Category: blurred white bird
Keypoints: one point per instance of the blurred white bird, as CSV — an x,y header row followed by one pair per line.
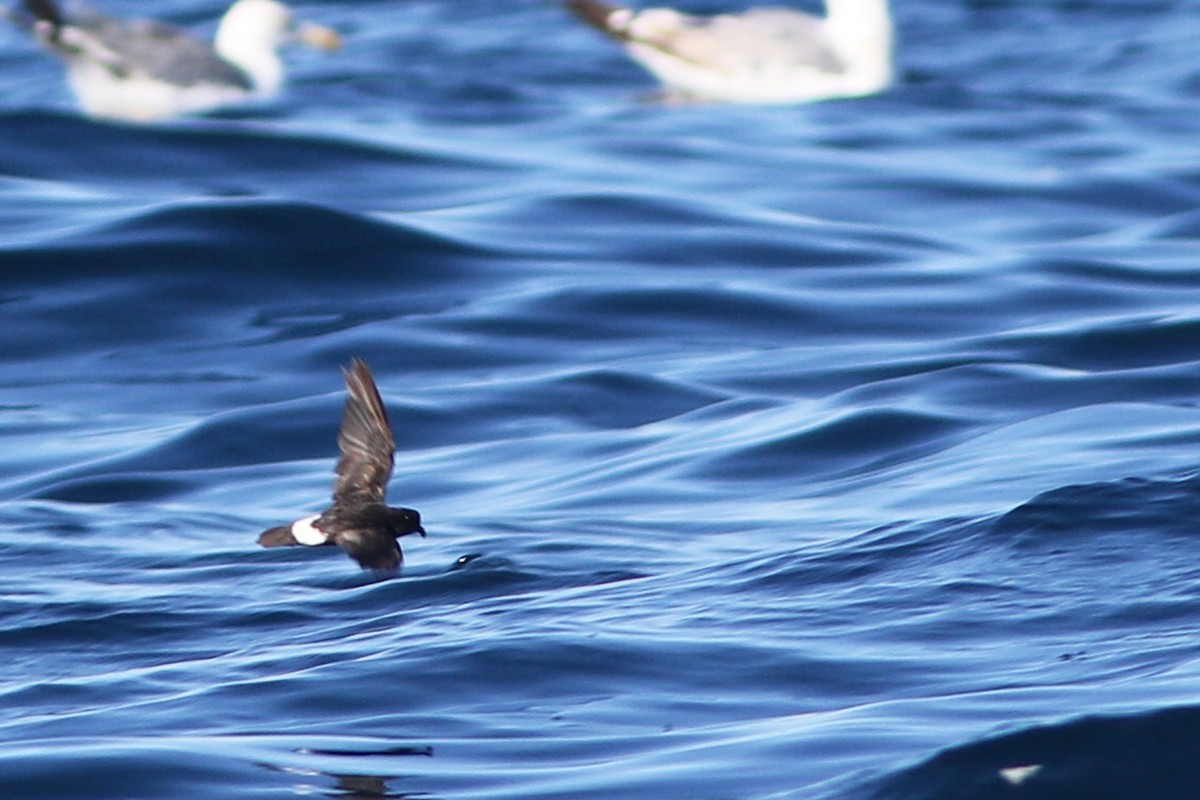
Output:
x,y
144,70
761,55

------------------------------------------------------------

Given exercise. Please reproduce every line of the rows above verbatim, leaving out the pictures.

Completed task.
Category: blurred white bird
Keypoints: one point per instance of the blurred white bird, as CSV — an x,y header row followed by one pair per line.
Output:
x,y
144,70
761,55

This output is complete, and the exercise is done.